(Stated problem):
Copy out the lines below word for word, leaving nothing out.

[Excerpts from a point labeling dataset]
========================================================================
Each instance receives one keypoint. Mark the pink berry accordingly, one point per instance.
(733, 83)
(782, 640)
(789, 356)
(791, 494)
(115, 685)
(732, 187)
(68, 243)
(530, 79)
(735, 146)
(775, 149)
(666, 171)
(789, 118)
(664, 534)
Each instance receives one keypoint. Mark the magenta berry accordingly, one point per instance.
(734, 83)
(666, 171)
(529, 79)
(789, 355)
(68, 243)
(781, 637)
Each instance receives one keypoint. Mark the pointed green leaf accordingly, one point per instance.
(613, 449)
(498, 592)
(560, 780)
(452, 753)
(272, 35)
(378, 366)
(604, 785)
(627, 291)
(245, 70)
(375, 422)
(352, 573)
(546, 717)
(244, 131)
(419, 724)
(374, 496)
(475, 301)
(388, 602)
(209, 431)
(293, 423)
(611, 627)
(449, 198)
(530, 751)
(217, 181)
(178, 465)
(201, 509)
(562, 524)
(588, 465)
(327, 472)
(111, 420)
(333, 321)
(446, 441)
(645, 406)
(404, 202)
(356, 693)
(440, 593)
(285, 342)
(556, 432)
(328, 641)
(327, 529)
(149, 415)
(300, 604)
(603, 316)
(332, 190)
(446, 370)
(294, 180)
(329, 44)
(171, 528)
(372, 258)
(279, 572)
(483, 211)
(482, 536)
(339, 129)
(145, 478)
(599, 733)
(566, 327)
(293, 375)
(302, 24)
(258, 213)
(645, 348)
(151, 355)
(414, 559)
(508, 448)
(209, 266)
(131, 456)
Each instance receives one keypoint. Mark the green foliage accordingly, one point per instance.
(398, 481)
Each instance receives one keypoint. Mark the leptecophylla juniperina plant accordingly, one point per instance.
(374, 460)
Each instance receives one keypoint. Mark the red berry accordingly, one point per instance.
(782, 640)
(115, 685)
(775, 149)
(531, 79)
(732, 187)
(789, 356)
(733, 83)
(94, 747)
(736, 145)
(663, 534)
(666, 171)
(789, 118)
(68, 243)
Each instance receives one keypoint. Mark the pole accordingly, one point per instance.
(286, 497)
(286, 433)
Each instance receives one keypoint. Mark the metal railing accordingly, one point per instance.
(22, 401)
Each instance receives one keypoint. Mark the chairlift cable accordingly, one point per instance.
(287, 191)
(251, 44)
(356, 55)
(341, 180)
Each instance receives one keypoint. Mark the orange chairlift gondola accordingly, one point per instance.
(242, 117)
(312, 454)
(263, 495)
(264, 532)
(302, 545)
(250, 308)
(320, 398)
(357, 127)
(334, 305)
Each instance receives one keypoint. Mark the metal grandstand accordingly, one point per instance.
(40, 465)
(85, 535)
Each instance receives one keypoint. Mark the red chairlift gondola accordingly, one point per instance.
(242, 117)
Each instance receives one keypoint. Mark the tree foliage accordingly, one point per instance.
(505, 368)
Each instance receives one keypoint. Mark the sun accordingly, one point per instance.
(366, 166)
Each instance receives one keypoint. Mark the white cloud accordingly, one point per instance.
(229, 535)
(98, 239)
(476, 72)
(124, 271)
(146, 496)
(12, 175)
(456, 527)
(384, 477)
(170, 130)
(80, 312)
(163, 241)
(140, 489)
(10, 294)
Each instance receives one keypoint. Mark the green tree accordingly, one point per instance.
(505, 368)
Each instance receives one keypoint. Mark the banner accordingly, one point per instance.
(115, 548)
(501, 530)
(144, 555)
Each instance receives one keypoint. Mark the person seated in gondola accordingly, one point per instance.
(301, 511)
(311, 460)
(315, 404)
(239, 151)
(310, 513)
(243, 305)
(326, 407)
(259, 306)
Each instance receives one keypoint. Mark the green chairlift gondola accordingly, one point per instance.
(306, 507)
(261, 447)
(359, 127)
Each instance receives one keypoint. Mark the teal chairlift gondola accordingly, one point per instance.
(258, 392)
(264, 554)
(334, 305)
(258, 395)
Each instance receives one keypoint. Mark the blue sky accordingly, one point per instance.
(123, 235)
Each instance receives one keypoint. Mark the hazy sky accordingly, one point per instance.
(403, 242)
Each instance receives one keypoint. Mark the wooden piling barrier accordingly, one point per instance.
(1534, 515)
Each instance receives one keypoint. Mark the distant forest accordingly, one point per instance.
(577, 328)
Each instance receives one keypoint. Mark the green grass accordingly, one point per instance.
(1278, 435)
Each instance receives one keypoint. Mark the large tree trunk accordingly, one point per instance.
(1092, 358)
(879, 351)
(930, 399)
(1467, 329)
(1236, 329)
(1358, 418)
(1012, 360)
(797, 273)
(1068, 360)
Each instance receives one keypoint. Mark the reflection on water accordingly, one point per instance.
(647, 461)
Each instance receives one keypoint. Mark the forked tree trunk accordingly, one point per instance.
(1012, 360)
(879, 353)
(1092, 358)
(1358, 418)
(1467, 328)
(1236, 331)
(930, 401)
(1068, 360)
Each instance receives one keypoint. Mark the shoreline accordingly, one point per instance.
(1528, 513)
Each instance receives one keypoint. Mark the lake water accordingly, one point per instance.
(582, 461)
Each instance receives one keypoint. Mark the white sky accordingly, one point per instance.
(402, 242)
========================================================================
(Solved problem):
Each instance receives one keypoint. Mark the pink berry accordingly, one point per instance.
(733, 83)
(782, 640)
(789, 356)
(791, 494)
(115, 685)
(732, 187)
(68, 243)
(530, 79)
(735, 146)
(775, 149)
(666, 171)
(789, 118)
(664, 534)
Each instance receives one keypoint. Mark the magenta berry accordingly, one point per instance.
(734, 83)
(666, 171)
(529, 79)
(789, 355)
(68, 243)
(781, 637)
Each instance receives one keypoint. Mark the pointed green leaf accordingly, one point per instance.
(613, 449)
(498, 592)
(560, 780)
(452, 753)
(272, 35)
(378, 366)
(604, 785)
(627, 291)
(245, 70)
(375, 422)
(352, 573)
(546, 717)
(244, 131)
(419, 724)
(374, 496)
(475, 301)
(388, 602)
(209, 431)
(293, 423)
(611, 627)
(449, 198)
(530, 751)
(217, 181)
(178, 465)
(201, 509)
(562, 524)
(588, 465)
(327, 472)
(111, 420)
(333, 321)
(446, 441)
(645, 406)
(404, 202)
(356, 693)
(440, 593)
(285, 342)
(556, 432)
(328, 641)
(327, 529)
(149, 415)
(300, 604)
(603, 316)
(332, 190)
(446, 370)
(294, 180)
(329, 44)
(171, 528)
(372, 258)
(279, 572)
(483, 211)
(482, 536)
(339, 129)
(145, 478)
(599, 733)
(566, 327)
(293, 375)
(302, 24)
(258, 213)
(645, 348)
(151, 355)
(414, 559)
(508, 448)
(209, 266)
(131, 456)
Each instance receives one keypoint. Mark the green foliage accordingly, one point per instance.
(398, 481)
Each instance receives one keypoint. Mark the leptecophylla juniperina plant accordingly, one point per instance.
(374, 460)
Each instance receives one keypoint. Mark the red berry accordingly, one point per instance.
(782, 640)
(115, 685)
(775, 149)
(531, 79)
(732, 187)
(789, 356)
(733, 83)
(94, 747)
(736, 145)
(663, 534)
(666, 171)
(789, 118)
(68, 243)
Each instance receives one keypoint. Mark the pole accordingly, one point per instance.
(286, 497)
(286, 433)
Each instance receives one keypoint. Mark the metal railing accordingly, one point per instance.
(22, 401)
Each instance receives one keypoint. Mark the chairlift cable accordingly, one point per instance.
(287, 191)
(251, 44)
(356, 55)
(341, 180)
Each instance receives one keypoint. Mark the orange chairlift gondola accordingly, one point per instance.
(242, 117)
(312, 454)
(263, 495)
(264, 532)
(302, 545)
(250, 308)
(320, 398)
(357, 127)
(334, 305)
Each instance receives one keypoint. Mark the metal grandstand accordingly, one point per instance.
(40, 465)
(85, 535)
Each instance receives one keypoint. Mark the red chairlift gondola accordingly, one point per instance.
(242, 117)
Each instance receives one keypoint. Mark the tree foliage accordingly, one point per instance.
(505, 368)
Each instance receives one keypoint. Mark the sun accordingly, one point per instance.
(366, 166)
Each instance receives one keypoint. Mark the white cloud accordingly, one point per instance.
(229, 535)
(98, 239)
(476, 72)
(124, 271)
(146, 496)
(12, 175)
(456, 527)
(384, 477)
(170, 130)
(80, 312)
(163, 241)
(140, 489)
(10, 294)
Each instance receives one keypoint. Mark the green tree accordingly, one point per instance.
(505, 368)
Each instance receives one keypoint. Mark the banner accordingly, one point per instance.
(115, 548)
(501, 530)
(144, 555)
Each instance receives one keypoint. Mark the person seated in gondola accordingly, one point per instance.
(301, 511)
(311, 460)
(315, 404)
(239, 151)
(310, 513)
(243, 305)
(326, 407)
(259, 306)
Each instance receives one keypoint. Mark the green chairlift gondola accordingly, one point per instance.
(306, 507)
(261, 447)
(359, 127)
Each instance receives one keypoint. Mark the teal chairlift gondola accordingly, one point per instance.
(258, 392)
(264, 554)
(334, 305)
(258, 395)
Each instance receives one keypoint. Mark the blue sky accordingly, one point per instance.
(123, 235)
Each instance receives one keypoint. Mark the hazy sky accordingly, one point per instance.
(403, 242)
Each instance receives one keypoint. Mark the wooden piling barrier accordingly, one point per instance.
(1534, 515)
Each instance receives one keypoint. Mark the distant forest accordingly, one point per instance.
(577, 328)
Each instance receives one keypoint. Mark the green grass accordingly, one point per instance.
(1278, 435)
Each instance receives one keypoint. Mark the large tree trunk accordingly, one point per instance.
(1092, 358)
(879, 351)
(930, 399)
(1467, 329)
(1236, 329)
(1358, 418)
(1012, 360)
(797, 273)
(1068, 360)
Each instance receives one keypoint. Mark the reflection on water accordingly, one point per instance.
(647, 461)
Each instance receives one keypoint. Mark the forked tree trunk accordingly, one point per instance.
(1012, 360)
(879, 353)
(1092, 358)
(1358, 418)
(1467, 328)
(1236, 331)
(930, 401)
(1068, 360)
Each instance receives one keypoint. Mark the shoreline accordingly, one point per instance.
(1528, 513)
Each instance receives one keypoint. Mark the lake water accordingly, one point per instance.
(582, 461)
Each instance receives one keypoint. Mark the white sky accordingly, one point per instance.
(402, 242)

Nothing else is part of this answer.